What is being asked:
List each line of the material below that contains the word "above".

Exercise input:

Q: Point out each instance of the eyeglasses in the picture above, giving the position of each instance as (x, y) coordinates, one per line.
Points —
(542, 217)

==

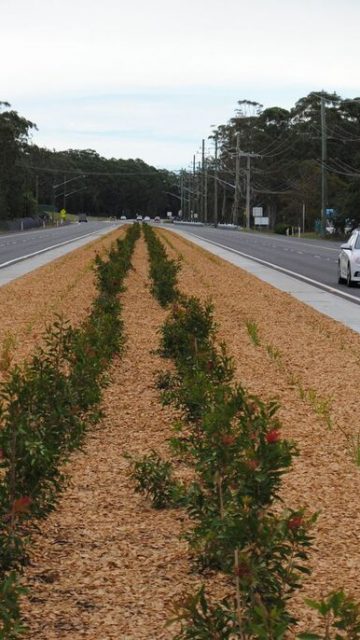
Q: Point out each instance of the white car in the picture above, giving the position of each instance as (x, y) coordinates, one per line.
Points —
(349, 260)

The result:
Q: Point out each instance of the eyeglasses in the picture above, giving the position of each instance as (x, y) coordinates, one per line.
Q: Point out each instance of the white car in the picture above, giving the position of each instance as (x, y) coordinates, one per line.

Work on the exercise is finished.